> [AIM]
Reproduce the rows below from the line containing "Where can the shirt" through the last row, keeping the requests. Offset every coordinate in the answers by adding 16 to it.

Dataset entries
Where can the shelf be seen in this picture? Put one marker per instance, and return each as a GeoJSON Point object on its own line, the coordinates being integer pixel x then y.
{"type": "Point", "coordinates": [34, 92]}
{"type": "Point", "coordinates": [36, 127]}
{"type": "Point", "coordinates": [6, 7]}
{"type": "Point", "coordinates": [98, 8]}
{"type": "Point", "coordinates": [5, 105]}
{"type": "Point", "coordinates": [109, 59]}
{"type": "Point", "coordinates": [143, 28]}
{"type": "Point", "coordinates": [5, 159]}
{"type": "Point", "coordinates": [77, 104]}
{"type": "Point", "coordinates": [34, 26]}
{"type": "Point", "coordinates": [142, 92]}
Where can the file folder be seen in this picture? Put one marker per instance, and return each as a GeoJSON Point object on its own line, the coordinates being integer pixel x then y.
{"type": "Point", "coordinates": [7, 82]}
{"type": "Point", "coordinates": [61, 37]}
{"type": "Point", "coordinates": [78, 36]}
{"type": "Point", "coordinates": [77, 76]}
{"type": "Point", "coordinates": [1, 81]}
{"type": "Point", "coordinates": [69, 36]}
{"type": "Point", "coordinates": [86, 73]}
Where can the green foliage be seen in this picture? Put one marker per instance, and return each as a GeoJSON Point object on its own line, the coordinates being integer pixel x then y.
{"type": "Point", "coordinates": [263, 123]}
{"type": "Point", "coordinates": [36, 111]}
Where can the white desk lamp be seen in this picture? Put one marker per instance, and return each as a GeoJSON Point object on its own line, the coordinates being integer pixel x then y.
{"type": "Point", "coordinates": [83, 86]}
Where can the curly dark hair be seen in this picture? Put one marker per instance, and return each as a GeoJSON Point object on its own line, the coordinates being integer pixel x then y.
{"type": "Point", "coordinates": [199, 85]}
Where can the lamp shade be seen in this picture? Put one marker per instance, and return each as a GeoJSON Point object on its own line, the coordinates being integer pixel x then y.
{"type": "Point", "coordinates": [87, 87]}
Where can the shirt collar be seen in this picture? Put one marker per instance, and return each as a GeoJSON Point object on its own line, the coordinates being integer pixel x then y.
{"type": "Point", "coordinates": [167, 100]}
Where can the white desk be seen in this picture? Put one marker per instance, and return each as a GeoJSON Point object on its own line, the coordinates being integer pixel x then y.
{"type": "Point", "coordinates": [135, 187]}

> [COMPLETED TASK]
Where can the shirt collar be seen in this picture? Put one marker per instance, and return each as a GeoJSON Point object on its own line, the coordinates being integer pixel x then y.
{"type": "Point", "coordinates": [183, 116]}
Where can the white desk be seen in this picture? Put one marker per instance, and return each as a GeoJSON Point object on its own line, the coordinates being integer pixel x then y.
{"type": "Point", "coordinates": [151, 203]}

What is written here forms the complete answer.